Without omitting anything, return the records precisely as given.

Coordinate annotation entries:
——————————
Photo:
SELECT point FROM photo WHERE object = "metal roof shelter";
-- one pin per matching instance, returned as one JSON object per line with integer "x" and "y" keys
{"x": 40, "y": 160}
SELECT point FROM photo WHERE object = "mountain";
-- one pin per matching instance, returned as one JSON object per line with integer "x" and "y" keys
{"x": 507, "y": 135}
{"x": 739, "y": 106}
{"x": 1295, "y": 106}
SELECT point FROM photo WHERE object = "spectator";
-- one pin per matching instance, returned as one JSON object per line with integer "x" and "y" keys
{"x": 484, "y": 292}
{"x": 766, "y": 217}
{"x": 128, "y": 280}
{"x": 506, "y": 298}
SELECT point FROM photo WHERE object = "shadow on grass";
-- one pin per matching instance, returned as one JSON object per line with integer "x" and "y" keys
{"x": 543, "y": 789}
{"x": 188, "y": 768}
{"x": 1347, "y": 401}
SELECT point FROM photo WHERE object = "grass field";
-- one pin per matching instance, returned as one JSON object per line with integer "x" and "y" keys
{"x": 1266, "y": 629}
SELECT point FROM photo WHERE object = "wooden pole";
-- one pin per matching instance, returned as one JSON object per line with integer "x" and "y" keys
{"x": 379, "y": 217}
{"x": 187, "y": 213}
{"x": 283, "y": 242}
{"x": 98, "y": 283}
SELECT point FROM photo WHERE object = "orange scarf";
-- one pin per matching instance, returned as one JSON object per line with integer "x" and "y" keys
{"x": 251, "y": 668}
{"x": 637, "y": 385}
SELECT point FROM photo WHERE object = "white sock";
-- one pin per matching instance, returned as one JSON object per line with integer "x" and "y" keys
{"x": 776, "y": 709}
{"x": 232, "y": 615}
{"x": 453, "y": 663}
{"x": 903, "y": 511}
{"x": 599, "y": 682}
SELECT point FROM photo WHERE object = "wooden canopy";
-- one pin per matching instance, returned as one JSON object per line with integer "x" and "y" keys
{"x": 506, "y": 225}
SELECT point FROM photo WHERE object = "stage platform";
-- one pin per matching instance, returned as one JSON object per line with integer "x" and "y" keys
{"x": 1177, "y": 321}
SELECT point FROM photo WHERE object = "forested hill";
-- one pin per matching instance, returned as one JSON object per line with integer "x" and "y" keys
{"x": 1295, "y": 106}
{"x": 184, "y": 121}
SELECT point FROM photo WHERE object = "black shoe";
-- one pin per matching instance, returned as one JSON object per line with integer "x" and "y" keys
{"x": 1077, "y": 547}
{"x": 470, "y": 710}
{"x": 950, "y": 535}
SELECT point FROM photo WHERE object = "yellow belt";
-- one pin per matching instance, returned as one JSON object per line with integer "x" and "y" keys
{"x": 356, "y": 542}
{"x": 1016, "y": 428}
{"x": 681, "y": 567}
——————————
■ **EXERCISE ANSWER**:
Photo:
SELECT point FROM photo WHERE object = "metal roof shelter";
-- one pin per matching instance, returned as one JSON object per line with integer "x" and "y" keys
{"x": 40, "y": 160}
SELECT point FROM photo WHERE object = "mountain";
-- one pin per matching instance, returned as one JSON object per line with integer "x" and "y" keys
{"x": 507, "y": 135}
{"x": 739, "y": 106}
{"x": 1295, "y": 106}
SELECT point FROM photo WHERE object = "spectator";
-- one pin per matching instance, returned as one JSON object per line with integer "x" and "y" keys
{"x": 484, "y": 292}
{"x": 766, "y": 217}
{"x": 128, "y": 280}
{"x": 506, "y": 298}
SELECT point FROM photo WHERE object = "shadow on grass";
-- one pin per matching instance, returned as one JSON object per line with integer "x" and "y" keys
{"x": 543, "y": 789}
{"x": 188, "y": 768}
{"x": 1347, "y": 401}
SELECT point FROM photo WHERE object = "grass field";
-- one pin per matching instance, returned as one JSON object per line with integer "x" and "y" keys
{"x": 1266, "y": 629}
SELECT point FROM photo WHERE object = "wooden pole";
-- one pin per matching instance, returned as one JSON object per line with integer "x" and "y" keys
{"x": 379, "y": 217}
{"x": 187, "y": 213}
{"x": 283, "y": 242}
{"x": 98, "y": 283}
SELECT point FROM photo WHERE object = "orange scarf";
-- one pin per matching instance, returned as one JSON object per line with integer "x" and "y" keys
{"x": 251, "y": 668}
{"x": 637, "y": 385}
SELECT point FROM photo WHERE object = "white sock";
-- one pin per matching instance, returned as one JSON object per line with integer "x" and "y" keys
{"x": 776, "y": 709}
{"x": 232, "y": 615}
{"x": 453, "y": 663}
{"x": 903, "y": 511}
{"x": 599, "y": 682}
SELECT point FROM photo WHERE object = "wooden canopy";
-- one pin per matching instance, returned as one JSON object per line with integer "x" and "y" keys
{"x": 506, "y": 225}
SELECT point FROM photo WHERE object = "stage platform";
-- one pin per matching instance, returned as one JSON object per line with integer "x" and "y" keys
{"x": 1177, "y": 321}
SELECT point FROM photo WHERE object = "forested hill";
-- one pin per matching instance, returned as one JSON object per line with integer "x" and "y" keys
{"x": 1295, "y": 106}
{"x": 184, "y": 121}
SELECT point FROM photo WHERE object = "black shoe";
-- one pin per matching instance, returned as one JSON object per line with integer "x" and "y" keys
{"x": 1077, "y": 547}
{"x": 470, "y": 710}
{"x": 950, "y": 535}
SELECT point FROM photo WHERE object = "yellow belt";
-- one pin per matching instance, returned as one JSON object per line with integer "x" and "y" keys
{"x": 356, "y": 542}
{"x": 1016, "y": 428}
{"x": 681, "y": 567}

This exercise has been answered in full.